* Start EXCERPTED DATA *

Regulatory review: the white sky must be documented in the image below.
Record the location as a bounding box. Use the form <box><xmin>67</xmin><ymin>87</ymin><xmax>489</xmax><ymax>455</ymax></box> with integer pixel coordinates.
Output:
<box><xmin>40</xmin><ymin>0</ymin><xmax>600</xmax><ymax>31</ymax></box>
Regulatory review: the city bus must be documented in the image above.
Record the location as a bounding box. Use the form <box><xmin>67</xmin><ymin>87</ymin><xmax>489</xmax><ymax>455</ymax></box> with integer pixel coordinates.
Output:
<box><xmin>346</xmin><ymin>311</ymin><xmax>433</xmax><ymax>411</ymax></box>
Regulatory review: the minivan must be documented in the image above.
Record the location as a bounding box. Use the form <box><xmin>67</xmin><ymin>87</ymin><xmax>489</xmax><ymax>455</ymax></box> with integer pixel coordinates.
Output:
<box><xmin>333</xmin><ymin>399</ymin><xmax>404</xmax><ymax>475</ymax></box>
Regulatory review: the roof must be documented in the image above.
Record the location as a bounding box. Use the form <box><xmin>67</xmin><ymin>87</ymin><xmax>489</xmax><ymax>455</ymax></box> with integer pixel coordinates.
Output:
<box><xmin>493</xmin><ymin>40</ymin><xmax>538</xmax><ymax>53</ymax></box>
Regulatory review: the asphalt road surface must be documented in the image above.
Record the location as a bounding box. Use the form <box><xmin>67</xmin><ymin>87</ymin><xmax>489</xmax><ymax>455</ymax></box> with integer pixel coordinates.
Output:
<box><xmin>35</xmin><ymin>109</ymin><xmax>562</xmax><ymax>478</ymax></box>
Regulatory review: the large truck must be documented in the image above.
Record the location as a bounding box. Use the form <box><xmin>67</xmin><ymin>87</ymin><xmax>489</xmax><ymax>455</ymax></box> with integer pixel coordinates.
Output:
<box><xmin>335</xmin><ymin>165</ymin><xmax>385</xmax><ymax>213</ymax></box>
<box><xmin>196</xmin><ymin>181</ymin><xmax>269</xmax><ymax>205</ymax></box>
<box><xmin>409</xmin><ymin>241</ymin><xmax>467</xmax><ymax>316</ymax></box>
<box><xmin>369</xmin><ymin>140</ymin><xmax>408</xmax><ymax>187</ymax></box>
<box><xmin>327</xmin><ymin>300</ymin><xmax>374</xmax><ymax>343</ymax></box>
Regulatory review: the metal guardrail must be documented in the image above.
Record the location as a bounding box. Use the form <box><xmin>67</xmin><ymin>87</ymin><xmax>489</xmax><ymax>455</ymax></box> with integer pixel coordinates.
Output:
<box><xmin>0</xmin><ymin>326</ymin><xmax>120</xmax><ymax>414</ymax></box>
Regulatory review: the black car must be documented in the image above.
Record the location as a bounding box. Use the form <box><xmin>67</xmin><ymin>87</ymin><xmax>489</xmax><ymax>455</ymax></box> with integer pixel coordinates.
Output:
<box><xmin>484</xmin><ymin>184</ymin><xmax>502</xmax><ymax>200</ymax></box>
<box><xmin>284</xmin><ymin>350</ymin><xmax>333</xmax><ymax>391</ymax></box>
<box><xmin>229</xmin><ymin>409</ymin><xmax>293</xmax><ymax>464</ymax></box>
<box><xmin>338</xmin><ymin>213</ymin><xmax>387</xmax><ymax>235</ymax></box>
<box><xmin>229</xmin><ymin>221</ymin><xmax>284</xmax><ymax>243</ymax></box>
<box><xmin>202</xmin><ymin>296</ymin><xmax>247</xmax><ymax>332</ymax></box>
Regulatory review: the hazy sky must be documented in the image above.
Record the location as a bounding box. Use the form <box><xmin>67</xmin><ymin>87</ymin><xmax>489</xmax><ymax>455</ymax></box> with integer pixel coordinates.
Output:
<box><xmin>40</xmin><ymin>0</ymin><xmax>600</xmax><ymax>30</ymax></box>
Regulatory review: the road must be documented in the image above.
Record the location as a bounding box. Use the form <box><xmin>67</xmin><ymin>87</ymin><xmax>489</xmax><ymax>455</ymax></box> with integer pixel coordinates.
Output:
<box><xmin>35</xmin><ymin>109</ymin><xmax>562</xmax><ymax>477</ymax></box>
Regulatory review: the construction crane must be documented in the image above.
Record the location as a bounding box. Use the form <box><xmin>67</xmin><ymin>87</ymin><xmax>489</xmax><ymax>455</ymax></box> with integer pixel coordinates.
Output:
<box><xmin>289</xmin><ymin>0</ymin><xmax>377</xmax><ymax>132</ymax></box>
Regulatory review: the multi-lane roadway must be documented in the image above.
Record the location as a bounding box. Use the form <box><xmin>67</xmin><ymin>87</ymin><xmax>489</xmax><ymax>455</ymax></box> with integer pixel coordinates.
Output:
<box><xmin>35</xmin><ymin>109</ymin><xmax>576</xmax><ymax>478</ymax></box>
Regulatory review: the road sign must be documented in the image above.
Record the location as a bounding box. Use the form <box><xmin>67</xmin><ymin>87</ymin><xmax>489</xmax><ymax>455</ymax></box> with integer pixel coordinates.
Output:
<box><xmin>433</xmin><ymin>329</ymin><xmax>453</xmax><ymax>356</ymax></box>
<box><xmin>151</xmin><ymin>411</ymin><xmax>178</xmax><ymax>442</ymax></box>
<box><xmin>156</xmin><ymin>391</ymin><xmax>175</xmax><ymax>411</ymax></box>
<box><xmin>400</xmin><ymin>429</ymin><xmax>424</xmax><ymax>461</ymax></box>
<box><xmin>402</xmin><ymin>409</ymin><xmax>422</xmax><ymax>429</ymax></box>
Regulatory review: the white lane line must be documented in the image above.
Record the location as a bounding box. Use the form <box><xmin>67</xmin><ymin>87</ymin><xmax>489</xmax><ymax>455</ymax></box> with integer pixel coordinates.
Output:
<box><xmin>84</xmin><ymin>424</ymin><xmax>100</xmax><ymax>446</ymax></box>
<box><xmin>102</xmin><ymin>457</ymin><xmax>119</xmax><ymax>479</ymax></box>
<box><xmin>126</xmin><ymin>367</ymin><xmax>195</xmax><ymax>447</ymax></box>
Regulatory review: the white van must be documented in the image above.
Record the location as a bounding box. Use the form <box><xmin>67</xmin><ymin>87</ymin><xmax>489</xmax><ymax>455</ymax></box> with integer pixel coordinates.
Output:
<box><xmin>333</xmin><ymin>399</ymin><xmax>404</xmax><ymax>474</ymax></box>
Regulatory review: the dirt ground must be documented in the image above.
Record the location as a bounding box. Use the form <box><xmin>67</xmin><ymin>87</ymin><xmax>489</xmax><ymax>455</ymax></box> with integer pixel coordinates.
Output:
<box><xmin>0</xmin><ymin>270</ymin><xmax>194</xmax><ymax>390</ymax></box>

* End EXCERPTED DATA *

*TO BE DONE*. Rescale the listing from the line containing "Regulatory review: the white van" through its end by rewriting every line, requests included, with each bounding-box coordinate in the answers multiplied by 2.25 and rounded to a whole number, halves up. Leave the requests and their sample box unchanged.

*EXERCISE RESPONSE*.
Regulatory review: the white van must be documented in the image above.
Record the location as a bounding box. Use the form <box><xmin>67</xmin><ymin>87</ymin><xmax>489</xmax><ymax>455</ymax></box> with integer pixel coordinates.
Output:
<box><xmin>749</xmin><ymin>898</ymin><xmax>909</xmax><ymax>1067</ymax></box>
Regulatory review: the dirt ground must be documented in the image above.
Record the location as a bounding box. Use the form <box><xmin>67</xmin><ymin>87</ymin><xmax>489</xmax><ymax>455</ymax></box> with integer pixel coordinates.
Output:
<box><xmin>0</xmin><ymin>608</ymin><xmax>437</xmax><ymax>878</ymax></box>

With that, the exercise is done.